Data for the task
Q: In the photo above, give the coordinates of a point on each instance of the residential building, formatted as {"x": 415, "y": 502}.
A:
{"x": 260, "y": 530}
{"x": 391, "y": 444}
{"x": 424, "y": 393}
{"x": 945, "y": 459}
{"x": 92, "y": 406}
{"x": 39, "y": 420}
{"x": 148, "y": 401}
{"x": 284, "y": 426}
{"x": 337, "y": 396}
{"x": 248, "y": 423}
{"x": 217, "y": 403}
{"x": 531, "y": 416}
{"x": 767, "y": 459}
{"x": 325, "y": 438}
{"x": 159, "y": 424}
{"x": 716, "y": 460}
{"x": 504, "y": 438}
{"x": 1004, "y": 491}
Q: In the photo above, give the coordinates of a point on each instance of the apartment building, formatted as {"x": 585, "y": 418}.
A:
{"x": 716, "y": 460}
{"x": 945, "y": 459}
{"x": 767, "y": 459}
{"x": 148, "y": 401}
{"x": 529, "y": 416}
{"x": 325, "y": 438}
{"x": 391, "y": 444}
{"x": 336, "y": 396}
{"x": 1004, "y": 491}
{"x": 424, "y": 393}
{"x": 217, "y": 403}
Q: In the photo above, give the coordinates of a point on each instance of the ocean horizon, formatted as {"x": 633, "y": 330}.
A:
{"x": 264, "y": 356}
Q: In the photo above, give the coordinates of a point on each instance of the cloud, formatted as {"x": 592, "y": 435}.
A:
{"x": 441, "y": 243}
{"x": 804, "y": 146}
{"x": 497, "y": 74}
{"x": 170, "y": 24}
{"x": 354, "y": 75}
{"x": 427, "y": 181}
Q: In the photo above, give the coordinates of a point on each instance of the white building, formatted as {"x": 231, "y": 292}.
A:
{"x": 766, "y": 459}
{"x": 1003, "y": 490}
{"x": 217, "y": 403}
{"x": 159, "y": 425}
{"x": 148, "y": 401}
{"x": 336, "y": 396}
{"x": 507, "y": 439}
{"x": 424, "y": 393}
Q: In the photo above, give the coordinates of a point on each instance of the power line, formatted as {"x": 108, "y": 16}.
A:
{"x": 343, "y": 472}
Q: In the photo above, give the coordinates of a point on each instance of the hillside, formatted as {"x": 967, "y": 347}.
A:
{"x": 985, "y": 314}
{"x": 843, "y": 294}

What to produce
Write out verbatim the lines beginning with the one that contains "the hillside, formatted" and continuing through the final line.

Exercise output
Q: In the photo above, give the coordinates of a point on each instance of the hillside, formatted as {"x": 967, "y": 347}.
A:
{"x": 985, "y": 314}
{"x": 843, "y": 294}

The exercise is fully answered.